* [DATA FOR THE TASK]
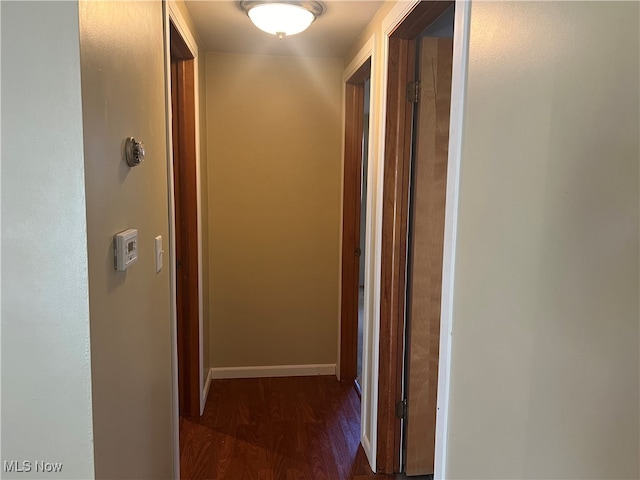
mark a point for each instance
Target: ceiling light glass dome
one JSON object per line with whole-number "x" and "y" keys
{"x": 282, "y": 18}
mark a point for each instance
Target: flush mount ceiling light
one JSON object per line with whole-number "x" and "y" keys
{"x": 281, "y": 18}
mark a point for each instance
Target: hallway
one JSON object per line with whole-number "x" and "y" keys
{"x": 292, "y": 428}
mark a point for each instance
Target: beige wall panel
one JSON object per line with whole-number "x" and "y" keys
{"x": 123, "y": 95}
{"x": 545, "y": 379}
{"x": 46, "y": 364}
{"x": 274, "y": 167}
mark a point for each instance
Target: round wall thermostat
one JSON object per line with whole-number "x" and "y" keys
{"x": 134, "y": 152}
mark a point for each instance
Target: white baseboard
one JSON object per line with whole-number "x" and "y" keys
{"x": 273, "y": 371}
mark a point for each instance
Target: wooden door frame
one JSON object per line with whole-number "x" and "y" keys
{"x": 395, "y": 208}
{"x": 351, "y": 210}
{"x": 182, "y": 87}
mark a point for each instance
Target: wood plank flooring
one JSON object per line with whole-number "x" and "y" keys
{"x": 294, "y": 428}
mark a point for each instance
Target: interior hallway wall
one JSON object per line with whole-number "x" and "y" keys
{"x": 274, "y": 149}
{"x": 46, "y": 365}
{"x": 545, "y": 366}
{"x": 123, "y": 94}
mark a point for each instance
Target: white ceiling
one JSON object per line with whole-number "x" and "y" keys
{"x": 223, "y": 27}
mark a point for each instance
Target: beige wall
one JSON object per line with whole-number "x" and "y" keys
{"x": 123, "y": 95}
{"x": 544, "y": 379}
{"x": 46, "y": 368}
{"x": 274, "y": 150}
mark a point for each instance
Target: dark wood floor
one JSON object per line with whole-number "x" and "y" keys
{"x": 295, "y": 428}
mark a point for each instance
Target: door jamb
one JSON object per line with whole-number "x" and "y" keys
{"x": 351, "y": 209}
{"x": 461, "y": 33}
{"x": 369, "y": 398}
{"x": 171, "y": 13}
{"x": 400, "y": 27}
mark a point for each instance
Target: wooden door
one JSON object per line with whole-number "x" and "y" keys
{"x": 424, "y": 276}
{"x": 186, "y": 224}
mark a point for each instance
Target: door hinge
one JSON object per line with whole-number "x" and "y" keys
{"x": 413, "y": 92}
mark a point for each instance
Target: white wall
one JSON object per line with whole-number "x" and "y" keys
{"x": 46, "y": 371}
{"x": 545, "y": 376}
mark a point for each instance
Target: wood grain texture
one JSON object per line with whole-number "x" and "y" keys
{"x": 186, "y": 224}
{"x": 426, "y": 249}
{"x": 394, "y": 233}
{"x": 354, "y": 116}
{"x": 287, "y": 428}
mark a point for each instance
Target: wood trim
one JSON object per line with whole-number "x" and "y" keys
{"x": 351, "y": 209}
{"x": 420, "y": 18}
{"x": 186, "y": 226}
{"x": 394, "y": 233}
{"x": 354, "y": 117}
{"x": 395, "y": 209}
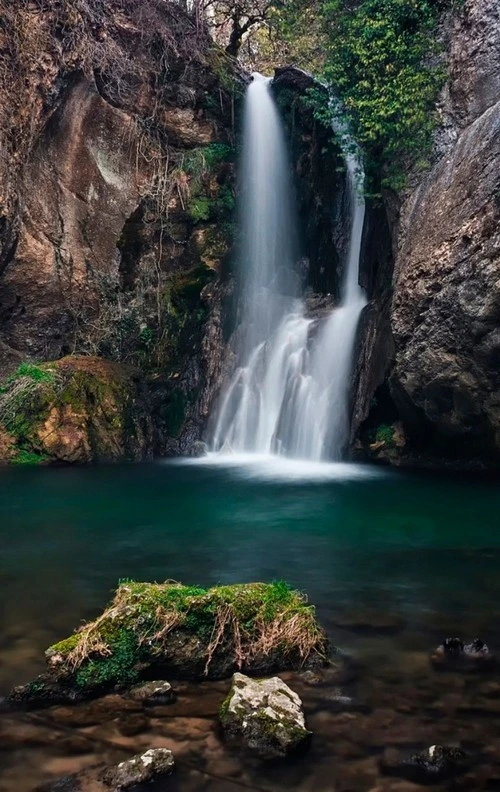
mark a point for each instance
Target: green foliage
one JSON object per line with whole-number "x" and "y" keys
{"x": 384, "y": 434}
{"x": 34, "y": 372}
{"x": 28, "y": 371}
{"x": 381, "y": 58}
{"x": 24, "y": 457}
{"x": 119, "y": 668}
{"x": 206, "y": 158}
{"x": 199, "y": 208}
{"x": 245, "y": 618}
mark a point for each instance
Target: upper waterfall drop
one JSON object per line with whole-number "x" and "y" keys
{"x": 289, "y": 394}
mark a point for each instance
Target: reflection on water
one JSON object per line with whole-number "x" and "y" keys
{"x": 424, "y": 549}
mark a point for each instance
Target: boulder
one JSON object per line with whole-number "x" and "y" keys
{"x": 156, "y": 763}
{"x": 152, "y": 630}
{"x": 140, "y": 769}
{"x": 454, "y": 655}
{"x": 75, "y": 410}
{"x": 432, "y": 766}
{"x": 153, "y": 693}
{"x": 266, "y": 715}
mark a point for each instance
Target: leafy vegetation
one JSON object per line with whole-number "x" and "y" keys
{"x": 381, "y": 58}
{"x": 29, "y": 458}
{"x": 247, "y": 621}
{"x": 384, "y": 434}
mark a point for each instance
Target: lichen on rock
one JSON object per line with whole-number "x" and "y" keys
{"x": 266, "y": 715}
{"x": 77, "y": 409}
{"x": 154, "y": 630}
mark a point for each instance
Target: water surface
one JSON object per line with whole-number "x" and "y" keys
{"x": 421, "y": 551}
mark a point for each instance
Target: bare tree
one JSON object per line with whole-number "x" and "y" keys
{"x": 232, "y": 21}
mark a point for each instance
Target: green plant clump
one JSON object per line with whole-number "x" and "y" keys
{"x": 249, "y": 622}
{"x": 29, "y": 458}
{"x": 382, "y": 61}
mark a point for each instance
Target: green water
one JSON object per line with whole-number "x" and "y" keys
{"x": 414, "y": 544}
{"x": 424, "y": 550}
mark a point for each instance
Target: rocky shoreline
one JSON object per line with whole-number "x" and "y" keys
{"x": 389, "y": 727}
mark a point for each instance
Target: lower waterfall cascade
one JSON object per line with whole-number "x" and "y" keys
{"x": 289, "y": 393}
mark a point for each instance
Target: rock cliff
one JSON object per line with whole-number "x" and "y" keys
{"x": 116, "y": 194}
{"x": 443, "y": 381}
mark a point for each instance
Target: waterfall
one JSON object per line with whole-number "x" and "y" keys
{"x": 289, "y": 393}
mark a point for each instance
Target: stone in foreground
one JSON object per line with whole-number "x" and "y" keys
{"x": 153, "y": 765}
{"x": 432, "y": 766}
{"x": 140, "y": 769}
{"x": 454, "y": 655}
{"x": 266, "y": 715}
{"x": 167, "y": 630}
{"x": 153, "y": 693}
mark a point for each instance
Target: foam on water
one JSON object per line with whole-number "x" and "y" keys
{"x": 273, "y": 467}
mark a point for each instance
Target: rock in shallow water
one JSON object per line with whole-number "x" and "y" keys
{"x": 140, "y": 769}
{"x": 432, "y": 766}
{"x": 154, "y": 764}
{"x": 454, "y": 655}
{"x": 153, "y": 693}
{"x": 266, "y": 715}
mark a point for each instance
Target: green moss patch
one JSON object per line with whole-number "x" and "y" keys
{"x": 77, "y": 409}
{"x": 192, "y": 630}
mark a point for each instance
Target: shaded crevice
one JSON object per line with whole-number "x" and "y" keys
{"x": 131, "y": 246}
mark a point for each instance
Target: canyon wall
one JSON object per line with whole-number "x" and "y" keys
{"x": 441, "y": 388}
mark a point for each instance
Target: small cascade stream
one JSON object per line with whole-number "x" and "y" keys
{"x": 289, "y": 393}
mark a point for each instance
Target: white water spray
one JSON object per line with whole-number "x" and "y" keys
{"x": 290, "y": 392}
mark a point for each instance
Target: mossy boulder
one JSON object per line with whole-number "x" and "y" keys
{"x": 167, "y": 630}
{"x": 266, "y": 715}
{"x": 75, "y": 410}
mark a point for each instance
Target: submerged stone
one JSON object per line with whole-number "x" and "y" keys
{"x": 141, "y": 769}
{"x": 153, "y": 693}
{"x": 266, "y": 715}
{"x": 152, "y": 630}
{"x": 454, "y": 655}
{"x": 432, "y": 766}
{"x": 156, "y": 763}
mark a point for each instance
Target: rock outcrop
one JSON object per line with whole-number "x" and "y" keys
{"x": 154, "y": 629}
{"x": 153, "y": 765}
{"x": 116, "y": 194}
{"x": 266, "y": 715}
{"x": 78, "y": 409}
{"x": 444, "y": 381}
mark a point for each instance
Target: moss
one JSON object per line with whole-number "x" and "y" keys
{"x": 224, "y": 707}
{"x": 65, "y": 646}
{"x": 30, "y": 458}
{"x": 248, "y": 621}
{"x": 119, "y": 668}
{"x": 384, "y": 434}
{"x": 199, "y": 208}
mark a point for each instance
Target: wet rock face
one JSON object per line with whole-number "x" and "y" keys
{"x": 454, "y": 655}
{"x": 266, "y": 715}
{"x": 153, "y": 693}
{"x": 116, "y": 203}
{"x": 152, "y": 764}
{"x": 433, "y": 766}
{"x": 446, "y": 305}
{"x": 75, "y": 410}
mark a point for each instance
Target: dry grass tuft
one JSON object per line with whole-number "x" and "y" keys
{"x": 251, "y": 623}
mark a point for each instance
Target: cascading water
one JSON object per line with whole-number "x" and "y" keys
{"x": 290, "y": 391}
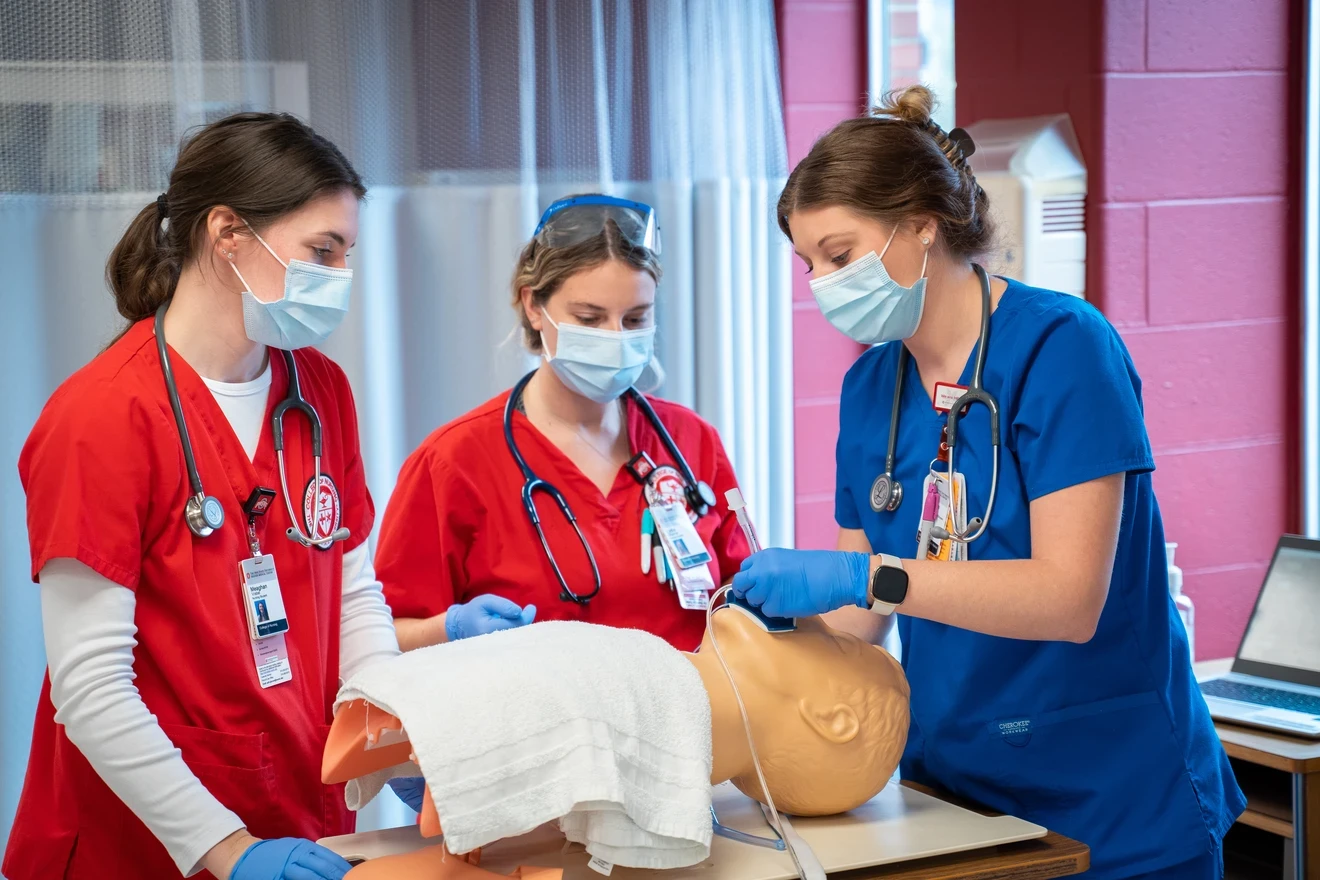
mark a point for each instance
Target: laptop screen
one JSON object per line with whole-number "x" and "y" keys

* [REQUIRED TASK] Count how many lines of the records contain the string "ceiling", matching case exactly, and give only that number.

* [FINAL ANSWER] 3